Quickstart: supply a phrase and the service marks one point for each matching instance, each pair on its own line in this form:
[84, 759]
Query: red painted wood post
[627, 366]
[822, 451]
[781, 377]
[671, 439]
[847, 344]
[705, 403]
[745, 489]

-=-=-=-=-

Rewrite the rows above, putting "timber" wherever "wood" appears and leaving everything else untouched.

▶ _COMPLETED EXERCISE_
Quickstart: supply a phrase and the service marks one point for each matching instance, each pair on its own line in this form:
[84, 759]
Query: red painted timber post
[627, 366]
[822, 451]
[781, 377]
[671, 439]
[847, 344]
[705, 403]
[745, 489]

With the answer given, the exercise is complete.